Controverses du XIXème siècle
sur la «Propriété Intellectuelle»

 

Michel Chevalier, Les brevets d'invention dans leurs relations avec le principe de la liberté du travail et avec le principe de l'égalité des citoyens, Guillaumin et Cie, Paris, 1878.

Origine : Gallica

Ce livre de Michel Chevalier est consacré aux brevets d'invention dont l'auteur préconise, dans la continuité de sa prise de position de 1862[1], l'abolition pure et simple, ne proposant même plus de leur substituer réellement un système de récompense comme s'était le cas en 1862. Le système des brevets d'invention est condamné en bloc, comme «la négation de la liberté du travail et de l'égalité des citoyens» (et des producteurs). C'est «un privilège et un monopole», une institution aberrante, en contradiction avec les règles d'organisation du capitalisme industriel et libéral, une institution inadaptée à une économie qui tire sa force de la libre concurrence, sur le marché domestique comme en matière d'échanges extérieurs.

◇ ◇ ◇

§ **À FAIRE**:
a) Recopiez à l'identique, dans l'extrait sur les brevets d'invention, tout ce qui va de "Origine : Gallica" jusqu'à "matière d'échanges extérieurs.".
b) Veuillez répondre à ces questions à partir de l'extrait sur les brevets d'invention :
(i) En quelle année et chez quel éditeur le livre a-t-il paru ?
(ii) Quelle origine est indiquée pour ce livre ?
(iii) Par quels deux termes, cités entre guillemets, le système des brevets est-il qualifié ?
c) Selon l'extrait sur les brevets d'invention, pourquoi Michel Chevalier condamne-t-il ce système ? Répondez en une à trois phrases.
La liste n'intervient en rien ici.

§ **DONNÉES ENREGISTRÉES**:
◇ ◇ ◇

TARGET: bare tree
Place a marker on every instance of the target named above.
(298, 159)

◇ ◇ ◇

§ **RÉPONSES PAR TÂCHE**:
a)
Origine : Gallica

Ce livre de Michel Chevalier est consacré aux brevets d'invention dont l'auteur préconise, dans la continuité de sa prise de position de 1862[1], l'abolition pure et simple, ne proposant même plus de leur substituer réellement un système de récompense comme s'était le cas en 1862. Le système des brevets d'invention est condamné en bloc, comme «la négation de la liberté du travail et de l'égalité des citoyens» (et des producteurs). C'est «un privilège et un monopole», une institution aberrante, en contradiction avec les règles d'organisation du capitalisme industriel et libéral, une institution inadaptée à une économie qui tire sa force de la libre concurrence, sur le marché domestique comme en matière d'échanges extérieurs.

b)
(i) En 1878, chez Guillaumin et Cie.
(ii) Gallica.
(iii) « un privilège et un monopole ».

c) Il y voit la négation de la liberté du travail et de l'égalité des citoyens, et le tient pour un privilège et un monopole. Cette institution contredit selon lui les règles du capitalisme industriel et libéral. Elle est inadaptée à une économie qui tire sa force de la libre concurrence, sur le marché intérieur comme dans les échanges extérieurs.